### EXERCISE INPUTS:
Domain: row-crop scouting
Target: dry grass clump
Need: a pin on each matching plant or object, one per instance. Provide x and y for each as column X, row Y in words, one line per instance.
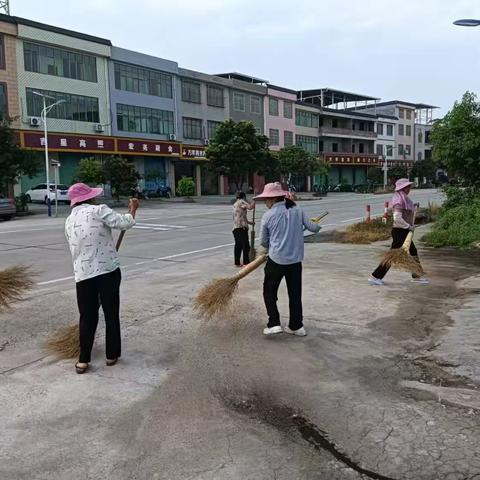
column 364, row 233
column 65, row 343
column 14, row 282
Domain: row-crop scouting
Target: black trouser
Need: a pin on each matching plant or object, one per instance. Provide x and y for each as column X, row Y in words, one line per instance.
column 398, row 235
column 274, row 274
column 105, row 289
column 241, row 245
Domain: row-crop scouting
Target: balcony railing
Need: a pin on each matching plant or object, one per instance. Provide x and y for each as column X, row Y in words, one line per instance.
column 333, row 132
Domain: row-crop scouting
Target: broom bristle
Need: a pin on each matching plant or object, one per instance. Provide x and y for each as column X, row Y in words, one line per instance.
column 14, row 282
column 215, row 297
column 65, row 343
column 399, row 259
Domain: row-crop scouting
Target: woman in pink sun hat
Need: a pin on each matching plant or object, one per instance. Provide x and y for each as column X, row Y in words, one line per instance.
column 403, row 214
column 281, row 234
column 96, row 267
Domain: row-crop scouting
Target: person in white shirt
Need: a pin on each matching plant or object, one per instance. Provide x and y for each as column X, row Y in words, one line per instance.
column 96, row 267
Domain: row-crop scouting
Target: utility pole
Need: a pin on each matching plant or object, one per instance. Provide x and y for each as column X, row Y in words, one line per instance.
column 5, row 7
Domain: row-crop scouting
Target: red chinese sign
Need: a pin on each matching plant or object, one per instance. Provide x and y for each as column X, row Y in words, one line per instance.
column 193, row 152
column 144, row 147
column 69, row 142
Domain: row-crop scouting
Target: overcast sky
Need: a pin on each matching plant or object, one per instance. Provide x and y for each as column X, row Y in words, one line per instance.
column 392, row 49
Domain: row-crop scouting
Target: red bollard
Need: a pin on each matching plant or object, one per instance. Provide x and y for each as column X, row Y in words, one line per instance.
column 385, row 213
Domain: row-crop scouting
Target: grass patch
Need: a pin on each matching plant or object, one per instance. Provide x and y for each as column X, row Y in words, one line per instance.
column 457, row 226
column 364, row 233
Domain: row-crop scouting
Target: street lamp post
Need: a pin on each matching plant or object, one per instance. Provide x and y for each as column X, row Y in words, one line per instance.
column 43, row 116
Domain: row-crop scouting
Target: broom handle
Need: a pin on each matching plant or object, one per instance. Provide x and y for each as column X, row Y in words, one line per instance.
column 122, row 234
column 409, row 239
column 251, row 266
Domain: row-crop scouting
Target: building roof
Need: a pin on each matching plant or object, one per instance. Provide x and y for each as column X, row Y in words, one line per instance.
column 242, row 77
column 50, row 28
column 332, row 96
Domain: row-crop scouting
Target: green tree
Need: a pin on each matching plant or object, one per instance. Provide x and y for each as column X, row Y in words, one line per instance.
column 456, row 140
column 15, row 161
column 90, row 171
column 294, row 160
column 121, row 174
column 237, row 151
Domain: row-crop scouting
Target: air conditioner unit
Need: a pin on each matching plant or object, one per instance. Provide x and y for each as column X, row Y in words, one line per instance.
column 35, row 121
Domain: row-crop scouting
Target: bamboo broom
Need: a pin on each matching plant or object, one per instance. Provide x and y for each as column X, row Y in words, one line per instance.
column 400, row 258
column 65, row 343
column 14, row 281
column 218, row 294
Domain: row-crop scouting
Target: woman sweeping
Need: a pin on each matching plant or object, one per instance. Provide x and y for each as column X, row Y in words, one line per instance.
column 97, row 268
column 282, row 235
column 240, row 229
column 403, row 223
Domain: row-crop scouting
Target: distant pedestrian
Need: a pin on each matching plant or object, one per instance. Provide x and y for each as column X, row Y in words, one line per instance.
column 403, row 223
column 96, row 267
column 240, row 229
column 282, row 235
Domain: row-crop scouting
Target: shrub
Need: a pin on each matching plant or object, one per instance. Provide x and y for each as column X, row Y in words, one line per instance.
column 186, row 187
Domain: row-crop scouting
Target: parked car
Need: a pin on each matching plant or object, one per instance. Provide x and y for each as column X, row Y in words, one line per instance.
column 7, row 208
column 39, row 193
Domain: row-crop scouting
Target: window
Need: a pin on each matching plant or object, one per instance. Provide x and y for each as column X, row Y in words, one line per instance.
column 131, row 118
column 215, row 96
column 287, row 138
column 306, row 119
column 2, row 52
column 59, row 62
column 255, row 104
column 310, row 144
column 287, row 109
column 192, row 128
column 212, row 128
column 191, row 91
column 274, row 136
column 273, row 106
column 74, row 107
column 3, row 101
column 142, row 80
column 238, row 102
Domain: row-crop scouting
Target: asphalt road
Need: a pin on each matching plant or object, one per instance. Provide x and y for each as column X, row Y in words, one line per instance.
column 164, row 233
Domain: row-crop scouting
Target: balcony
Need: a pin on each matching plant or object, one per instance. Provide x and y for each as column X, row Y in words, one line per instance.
column 360, row 159
column 346, row 133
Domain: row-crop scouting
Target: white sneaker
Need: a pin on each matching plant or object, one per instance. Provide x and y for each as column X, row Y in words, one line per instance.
column 273, row 330
column 301, row 332
column 421, row 281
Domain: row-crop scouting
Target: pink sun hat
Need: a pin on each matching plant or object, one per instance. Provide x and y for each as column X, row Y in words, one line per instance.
column 402, row 183
column 79, row 192
column 272, row 190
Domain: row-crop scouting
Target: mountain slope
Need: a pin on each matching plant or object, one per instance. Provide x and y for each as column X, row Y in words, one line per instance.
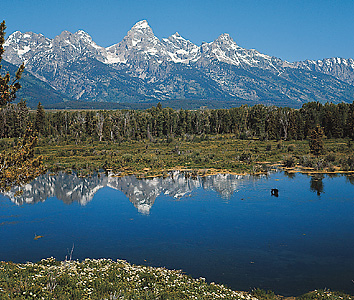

### WORK ITEM:
Nothing but the records above, retyped exactly and stripped of images, should appear in the answer.

### ANSWER:
Domain: row-crop scouting
Target: dry grass clump
Need: a pin on each matching plant or object, one per instance. Provide x and y for each as column X, row Y in words, one line per instance.
column 364, row 233
column 65, row 343
column 14, row 282
Domain: row-crop scouting
Target: black trouser
Need: a pin on each matching plant or object, one per instance. Provide x and y for each as column X, row Y in words, one line per instance.
column 398, row 235
column 274, row 274
column 105, row 289
column 241, row 245
Domain: row-crop scouting
Target: balcony railing
Need: a pin on each matching plant or object, one per instance. Provide x and y for each as column X, row Y in words, one line per instance.
column 333, row 132
Domain: row-crop scouting
Target: broom bristle
Need: a pin on each matching plant or object, one per instance. Provide x and y for each as column X, row Y in words, one line per instance.
column 14, row 282
column 215, row 297
column 65, row 343
column 399, row 259
Domain: row-crop scouting
Target: woman in pink sun hat
Need: a pin on each matching plant or object, one per instance. Provide x and y for each as column X, row Y in words, one line per instance.
column 403, row 214
column 281, row 234
column 96, row 267
Domain: row-crop scouting
Target: person in white shirt
Need: a pin on each matching plant or object, one per instance. Provide x and y for each as column X, row Y in words, one line per instance.
column 96, row 267
Domain: row-crop scouting
Target: utility pole
Need: a pin on each matching plant or object, one per instance. Provide x and y for each as column X, row Y in words, one line per instance.
column 5, row 7
Domain: row-crop scouting
Target: red chinese sign
Need: a pin on each matching plant or object, one per instance. Provide x and y for each as column X, row Y in words, one line per instance.
column 193, row 152
column 144, row 147
column 69, row 142
Domain: row-crop scouting
Target: overcast sky
Need: a pin on each matching plant or object, one per instance. Provide x and y for each as column X, row Y in words, one line per instance.
column 392, row 49
Domain: row-crop scouting
Target: red bollard
Need: a pin on each matching plant or object, one per instance. Provide x and y for each as column X, row Y in words, one line per instance.
column 385, row 213
Domain: row-crop scouting
Target: grass patch
Need: a pin on each matching plant or object, one per instance. Provide x and y for each as column X, row Y in words, one line per instance.
column 457, row 226
column 364, row 233
Domain: row-crop scouting
Target: street lamp post
Need: a pin on each matching plant or object, one per instance. Provide x and y for each as column X, row Y in words, one line per instance.
column 43, row 116
Domain: row-crop scouting
Target: broom handle
Need: a pin on each matching plant or object, one per instance. Provide x and y for each as column X, row Y in words, one line per instance.
column 122, row 234
column 409, row 239
column 251, row 266
Domain: row-crop scouting
Target: building roof
Need: a pin on each matching plant or object, one per instance. Provide x and y for each as column X, row Y in words, one line per instance.
column 242, row 77
column 50, row 28
column 332, row 96
Domain: row-crop scouting
Target: green tree
Need: a pin on each matching plant or object, one per instance. Provide x and y for each as column X, row Y in words, one line per instance.
column 456, row 140
column 15, row 161
column 90, row 171
column 294, row 160
column 121, row 174
column 237, row 151
Domain: row-crop scouting
Target: air conditioner unit
Need: a pin on each matching plant or object, one per instance. Provide x and y for each as column X, row Y in words, one line per instance.
column 35, row 121
Domain: row-crop scouting
Target: bamboo broom
Need: a pin on each matching plant or object, one per instance. Provide x and y for each as column X, row Y in words, one line per instance.
column 400, row 258
column 65, row 343
column 14, row 281
column 218, row 294
Domain: row-crop scouting
Target: woman sweeping
Need: a pin on each matching plant or object, one per instance. Provide x and y for each as column X, row Y in words, one line per instance.
column 97, row 268
column 282, row 235
column 240, row 229
column 403, row 223
Domain: row-crop scouting
Target: distant pedestrian
Need: a pin on each matching plant or object, one per instance. Provide x and y for each as column X, row Y in words, one line per instance.
column 403, row 223
column 96, row 267
column 240, row 229
column 282, row 235
Domain: row-crop scouting
Target: shrub
Need: a pin on each matching plant or object, one per instance. Provide x and y for each as column X, row Y in words, one line per instance.
column 186, row 187
Domain: row-crop scouting
Target: parked car
Need: a pin on each matching plant or object, one per instance. Provide x and y for each as column X, row Y in words, one line per instance.
column 7, row 208
column 39, row 193
Domain: row-crop scouting
Target: window
Need: a pin on each matching plant or object, one per instance. Provide x and y for each as column X, row Y in words, one line per instance.
column 131, row 118
column 215, row 96
column 287, row 138
column 306, row 119
column 2, row 52
column 59, row 62
column 255, row 104
column 310, row 144
column 287, row 109
column 192, row 128
column 212, row 128
column 191, row 91
column 274, row 136
column 273, row 106
column 74, row 107
column 3, row 101
column 142, row 80
column 238, row 102
Domain: row-crop scouting
Target: asphalt road
Need: a pin on each matching plant or object, one per instance. Provide x and y for each as column X, row Y in words, one line per instance.
column 164, row 233
Domain: row-crop scouting
Target: balcony
Need: a pin on each matching plant or object, one per instance. Provide x and y for each as column X, row Y in words, one line per instance.
column 360, row 159
column 346, row 133
Domain: row-crop scouting
Target: white sneaker
Need: a pin on each matching plant or object, one per instance. Provide x and y for each as column X, row Y in words, one line per instance.
column 273, row 330
column 301, row 332
column 421, row 281
Domain: row-crop scouting
Target: pink sun hat
Need: a pin on each matching plant or object, one per instance. Provide x and y for each as column X, row Y in words, one line per instance.
column 402, row 183
column 79, row 192
column 272, row 190
Domain: row-crop scouting
Target: mountain slope
Need: a pin on each matching plant or object, one per instance. Provide x and y for each as column X, row Y in words, one line per instance.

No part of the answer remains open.